[Items from a dataset]
━━━━━━━━
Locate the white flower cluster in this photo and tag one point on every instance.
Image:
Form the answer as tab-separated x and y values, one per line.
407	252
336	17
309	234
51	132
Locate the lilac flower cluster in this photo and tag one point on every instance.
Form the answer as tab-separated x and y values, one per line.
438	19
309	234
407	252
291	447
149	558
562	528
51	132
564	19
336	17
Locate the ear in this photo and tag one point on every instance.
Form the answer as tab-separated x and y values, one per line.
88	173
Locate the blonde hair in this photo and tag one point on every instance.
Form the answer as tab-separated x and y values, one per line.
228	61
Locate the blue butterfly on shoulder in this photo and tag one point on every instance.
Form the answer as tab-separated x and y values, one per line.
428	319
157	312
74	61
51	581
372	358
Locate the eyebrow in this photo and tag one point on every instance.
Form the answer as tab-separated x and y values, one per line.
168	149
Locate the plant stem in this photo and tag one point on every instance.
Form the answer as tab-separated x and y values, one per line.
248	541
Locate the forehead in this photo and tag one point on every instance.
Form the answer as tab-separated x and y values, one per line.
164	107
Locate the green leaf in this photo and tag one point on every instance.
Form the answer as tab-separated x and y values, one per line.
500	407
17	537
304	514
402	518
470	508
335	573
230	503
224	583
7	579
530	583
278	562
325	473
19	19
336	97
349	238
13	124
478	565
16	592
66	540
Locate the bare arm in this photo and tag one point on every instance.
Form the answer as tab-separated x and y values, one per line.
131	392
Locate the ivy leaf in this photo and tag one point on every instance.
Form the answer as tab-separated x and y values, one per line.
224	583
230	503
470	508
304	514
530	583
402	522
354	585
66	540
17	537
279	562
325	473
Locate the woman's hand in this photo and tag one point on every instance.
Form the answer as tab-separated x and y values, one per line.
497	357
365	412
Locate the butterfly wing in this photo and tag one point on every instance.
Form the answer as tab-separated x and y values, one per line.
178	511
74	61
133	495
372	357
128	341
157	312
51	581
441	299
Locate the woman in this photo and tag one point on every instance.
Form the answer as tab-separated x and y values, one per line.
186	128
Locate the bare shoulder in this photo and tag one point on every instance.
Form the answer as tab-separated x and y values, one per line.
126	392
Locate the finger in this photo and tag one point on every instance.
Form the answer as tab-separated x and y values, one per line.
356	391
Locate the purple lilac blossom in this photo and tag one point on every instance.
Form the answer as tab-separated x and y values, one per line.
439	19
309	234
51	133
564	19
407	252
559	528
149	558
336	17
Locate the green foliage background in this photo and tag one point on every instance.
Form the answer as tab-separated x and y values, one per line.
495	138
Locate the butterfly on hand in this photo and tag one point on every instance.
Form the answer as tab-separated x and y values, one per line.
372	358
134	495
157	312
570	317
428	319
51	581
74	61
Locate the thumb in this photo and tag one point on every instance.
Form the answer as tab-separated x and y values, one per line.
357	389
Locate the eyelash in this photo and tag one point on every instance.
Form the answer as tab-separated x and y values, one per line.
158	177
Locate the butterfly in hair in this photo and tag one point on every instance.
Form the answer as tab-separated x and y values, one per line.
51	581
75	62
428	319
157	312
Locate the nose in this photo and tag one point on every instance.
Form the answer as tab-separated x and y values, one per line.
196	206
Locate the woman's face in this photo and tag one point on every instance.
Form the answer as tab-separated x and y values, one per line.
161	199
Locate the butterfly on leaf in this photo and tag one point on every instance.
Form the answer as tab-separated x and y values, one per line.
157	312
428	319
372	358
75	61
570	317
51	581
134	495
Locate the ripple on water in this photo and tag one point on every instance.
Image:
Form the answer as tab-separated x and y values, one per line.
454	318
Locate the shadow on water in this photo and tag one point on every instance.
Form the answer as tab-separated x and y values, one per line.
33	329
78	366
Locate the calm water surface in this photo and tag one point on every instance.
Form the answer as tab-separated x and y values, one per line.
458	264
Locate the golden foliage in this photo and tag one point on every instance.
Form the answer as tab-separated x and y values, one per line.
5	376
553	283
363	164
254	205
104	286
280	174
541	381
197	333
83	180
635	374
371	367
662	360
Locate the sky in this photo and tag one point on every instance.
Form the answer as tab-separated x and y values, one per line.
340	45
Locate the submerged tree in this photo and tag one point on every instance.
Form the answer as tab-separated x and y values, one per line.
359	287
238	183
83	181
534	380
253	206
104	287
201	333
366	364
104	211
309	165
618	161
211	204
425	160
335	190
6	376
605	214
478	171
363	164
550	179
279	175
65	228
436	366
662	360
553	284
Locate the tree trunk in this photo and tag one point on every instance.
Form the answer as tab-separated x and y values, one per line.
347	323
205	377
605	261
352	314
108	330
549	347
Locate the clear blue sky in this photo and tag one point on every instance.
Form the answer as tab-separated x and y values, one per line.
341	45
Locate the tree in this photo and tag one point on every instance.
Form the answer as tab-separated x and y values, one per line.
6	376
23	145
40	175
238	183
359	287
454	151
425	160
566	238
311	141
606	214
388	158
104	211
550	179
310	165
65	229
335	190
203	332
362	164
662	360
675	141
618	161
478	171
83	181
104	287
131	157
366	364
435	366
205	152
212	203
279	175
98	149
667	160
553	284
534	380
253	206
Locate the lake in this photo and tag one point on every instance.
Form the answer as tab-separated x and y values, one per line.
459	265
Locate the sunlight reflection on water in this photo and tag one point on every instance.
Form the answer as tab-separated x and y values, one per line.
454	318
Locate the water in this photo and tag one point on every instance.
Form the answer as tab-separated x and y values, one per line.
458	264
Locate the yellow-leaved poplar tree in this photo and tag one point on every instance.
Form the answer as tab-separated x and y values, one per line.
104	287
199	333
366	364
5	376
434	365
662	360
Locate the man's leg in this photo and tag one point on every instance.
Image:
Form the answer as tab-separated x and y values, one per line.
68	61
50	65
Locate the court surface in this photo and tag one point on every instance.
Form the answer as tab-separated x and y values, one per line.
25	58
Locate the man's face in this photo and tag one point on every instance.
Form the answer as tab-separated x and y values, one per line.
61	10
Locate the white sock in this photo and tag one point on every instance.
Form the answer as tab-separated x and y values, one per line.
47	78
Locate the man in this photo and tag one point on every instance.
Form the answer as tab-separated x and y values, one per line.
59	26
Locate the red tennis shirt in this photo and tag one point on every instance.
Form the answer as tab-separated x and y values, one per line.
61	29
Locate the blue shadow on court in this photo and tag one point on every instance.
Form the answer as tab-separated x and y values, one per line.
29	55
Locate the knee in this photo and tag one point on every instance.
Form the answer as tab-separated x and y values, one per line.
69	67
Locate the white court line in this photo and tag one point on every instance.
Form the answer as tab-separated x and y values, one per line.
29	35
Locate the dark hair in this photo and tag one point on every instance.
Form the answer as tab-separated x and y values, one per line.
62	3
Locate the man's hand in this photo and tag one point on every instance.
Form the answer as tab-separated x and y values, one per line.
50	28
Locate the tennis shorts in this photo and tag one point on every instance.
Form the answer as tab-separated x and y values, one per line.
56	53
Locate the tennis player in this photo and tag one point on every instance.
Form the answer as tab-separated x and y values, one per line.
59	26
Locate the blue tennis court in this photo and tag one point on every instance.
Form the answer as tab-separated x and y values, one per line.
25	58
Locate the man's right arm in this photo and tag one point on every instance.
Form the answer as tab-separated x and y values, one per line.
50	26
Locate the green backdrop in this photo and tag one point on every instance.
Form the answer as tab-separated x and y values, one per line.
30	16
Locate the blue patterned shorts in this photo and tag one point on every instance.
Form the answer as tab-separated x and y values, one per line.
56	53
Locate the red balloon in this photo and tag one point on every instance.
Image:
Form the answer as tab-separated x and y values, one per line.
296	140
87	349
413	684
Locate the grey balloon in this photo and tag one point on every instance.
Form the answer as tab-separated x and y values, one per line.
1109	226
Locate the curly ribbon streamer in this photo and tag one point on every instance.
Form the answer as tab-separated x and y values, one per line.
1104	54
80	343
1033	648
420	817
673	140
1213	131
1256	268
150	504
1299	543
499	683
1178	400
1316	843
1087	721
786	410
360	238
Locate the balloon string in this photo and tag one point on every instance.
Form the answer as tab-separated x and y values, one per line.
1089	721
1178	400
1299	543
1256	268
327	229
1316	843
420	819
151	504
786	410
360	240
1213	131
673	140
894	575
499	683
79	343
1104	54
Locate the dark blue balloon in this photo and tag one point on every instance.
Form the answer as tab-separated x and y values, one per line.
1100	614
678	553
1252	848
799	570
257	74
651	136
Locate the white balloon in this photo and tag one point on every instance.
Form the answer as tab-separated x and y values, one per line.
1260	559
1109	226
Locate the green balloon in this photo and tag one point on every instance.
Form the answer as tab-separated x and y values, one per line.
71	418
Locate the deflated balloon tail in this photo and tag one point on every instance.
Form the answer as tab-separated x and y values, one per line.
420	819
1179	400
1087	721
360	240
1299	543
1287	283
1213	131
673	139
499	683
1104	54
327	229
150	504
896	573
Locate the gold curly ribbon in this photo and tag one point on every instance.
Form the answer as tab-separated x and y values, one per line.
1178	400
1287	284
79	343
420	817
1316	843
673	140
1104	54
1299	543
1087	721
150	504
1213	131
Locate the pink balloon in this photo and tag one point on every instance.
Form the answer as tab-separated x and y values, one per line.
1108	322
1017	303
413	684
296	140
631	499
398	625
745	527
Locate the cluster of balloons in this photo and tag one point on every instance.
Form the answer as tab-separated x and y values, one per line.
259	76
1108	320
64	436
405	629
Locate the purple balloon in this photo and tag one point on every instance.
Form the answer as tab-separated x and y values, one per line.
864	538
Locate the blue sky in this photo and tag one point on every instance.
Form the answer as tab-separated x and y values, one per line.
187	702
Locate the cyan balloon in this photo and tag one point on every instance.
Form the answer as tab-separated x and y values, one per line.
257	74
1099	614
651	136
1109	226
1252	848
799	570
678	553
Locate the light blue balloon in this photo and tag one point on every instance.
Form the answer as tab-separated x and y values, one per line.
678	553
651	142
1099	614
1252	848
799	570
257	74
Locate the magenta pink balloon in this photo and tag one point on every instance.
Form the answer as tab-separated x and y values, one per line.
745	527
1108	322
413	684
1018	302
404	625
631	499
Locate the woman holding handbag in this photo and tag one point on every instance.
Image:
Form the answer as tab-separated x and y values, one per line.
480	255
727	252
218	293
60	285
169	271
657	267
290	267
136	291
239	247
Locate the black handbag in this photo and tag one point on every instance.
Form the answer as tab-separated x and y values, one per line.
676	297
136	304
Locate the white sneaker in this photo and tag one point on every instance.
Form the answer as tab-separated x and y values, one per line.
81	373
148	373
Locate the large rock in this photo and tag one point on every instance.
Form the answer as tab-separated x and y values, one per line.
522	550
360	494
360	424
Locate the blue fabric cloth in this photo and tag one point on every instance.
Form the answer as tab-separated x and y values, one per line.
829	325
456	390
━━━━━━━━
DIRECTION =
Take the line holding "Locate the black" and all lines after it through the end of the data, and set them down exactly.

SOLUTION FOR THIS PROBLEM =
Locate the black handbag in this photo and tag one point on every instance.
Form the answer as tab-separated x and y values, one per line.
676	297
136	304
Locate the white sneaker in this photo and tag one point on every instance.
Form the answer as tab-separated x and y values, one per line.
81	373
148	373
Locate the large rock in this photo and tag one point on every instance.
Form the answer as tab-separated x and y values, one per line.
522	550
360	494
360	424
Locate the blue fabric cloth in this photo and tag one point on every instance.
Form the answer as tab-separated x and y values, one per line.
829	325
456	390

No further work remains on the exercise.